(Text shown)

OBJECTIVES: The objectives of this study were to determine the prevalence of carriage of ESBL-producing Enterobacteriaceae (ESBL-E) in a representative sample of the general adult Dutch community, to identify risk factors and to gain understanding of the epidemiology of these resistant strains.
METHODS: Adults enrolled in five general practices in Amsterdam were approached by postal mail and asked to fill in a questionnaire and to collect a faecal sample. Samples were analysed for the presence of ESBL-E. ESBL genes were characterized by PCR and sequencing. Strains were typed using MLST and amplified fragment length polymorphism (AFLP) and plasmids were identified by PCR-based replicon typing. Risk factors for carriage were investigated by multivariate analysis.
RESULTS: ESBL-E were found in 145/1695 (8.6%) samples; 91% were Escherichia coli. Most ESBL genes were of the CTX-M group (blaCTX-M-1 and blaCTX-M-15). MLST ST131 was predominant and mainly associated with CTX-M-15-producing E. coli. One isolate with reduced susceptibility to ertapenem produced OXA-48. In multivariate analyses, use of antimicrobial agents, use of antacids and travel to Africa, Asia and Northern America were associated with carriage of ESBL-E, in particular strains with blaCTX-M-14/15.
CONCLUSIONS: This study showed a high prevalence of ESBL-E carriage in the general Dutch community. Also, outside hospitals, the use of antibiotics was a risk factor; interestingly, use of antacids increased the risk of carriage. A major risk factor in the general population was travel to countries outside Europe, in particular to Asia, Africa and Northern America.

(End Text shown)
(Records)

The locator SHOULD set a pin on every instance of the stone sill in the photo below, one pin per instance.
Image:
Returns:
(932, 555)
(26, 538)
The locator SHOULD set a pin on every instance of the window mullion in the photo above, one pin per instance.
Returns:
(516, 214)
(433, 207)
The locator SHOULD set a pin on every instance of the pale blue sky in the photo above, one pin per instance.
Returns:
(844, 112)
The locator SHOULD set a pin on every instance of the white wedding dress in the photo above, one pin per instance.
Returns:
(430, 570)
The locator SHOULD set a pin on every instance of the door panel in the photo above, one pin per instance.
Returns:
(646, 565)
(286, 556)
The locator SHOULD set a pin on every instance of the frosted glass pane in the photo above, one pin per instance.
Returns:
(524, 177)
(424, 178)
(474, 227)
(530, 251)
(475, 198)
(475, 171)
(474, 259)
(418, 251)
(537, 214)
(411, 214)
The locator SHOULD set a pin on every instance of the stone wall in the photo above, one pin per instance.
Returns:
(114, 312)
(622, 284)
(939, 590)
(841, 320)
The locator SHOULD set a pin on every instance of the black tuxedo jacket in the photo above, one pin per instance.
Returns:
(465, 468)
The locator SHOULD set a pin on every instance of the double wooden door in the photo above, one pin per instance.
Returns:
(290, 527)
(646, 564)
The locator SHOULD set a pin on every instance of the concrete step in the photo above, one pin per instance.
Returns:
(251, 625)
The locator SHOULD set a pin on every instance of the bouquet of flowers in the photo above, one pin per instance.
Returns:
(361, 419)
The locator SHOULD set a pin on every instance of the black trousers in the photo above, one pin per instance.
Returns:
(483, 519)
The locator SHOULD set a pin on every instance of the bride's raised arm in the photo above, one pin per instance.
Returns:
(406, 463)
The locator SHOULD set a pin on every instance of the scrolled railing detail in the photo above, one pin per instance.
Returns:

(End Records)

• _What you need to do_
1. List every factor that the abstract on ESBL carriage reports as associated with carriage of ESBL-E in the multivariate analyses, treating each travel region as a separate item.
2. Decide whether each statement agrees with the abstract on ESBL carriage, and quote the deciding words for each:
(a) ESBL-E were detected in 8.6% of the samples.
(b) Most of the ESBL-E found were Klebsiella.
(c) Participants were first contacted by telephone.

• _Answer list_
1.
- Use of antimicrobial agents
- Use of antacids
- Travel to Africa
- Travel to Asia
- Travel to Northern America

2.
(a) Yes: "ESBL-E were found in 145/1695 (8.6%) samples"
(b) No: "91% were Escherichia coli"
(c) No: "approached by postal mail"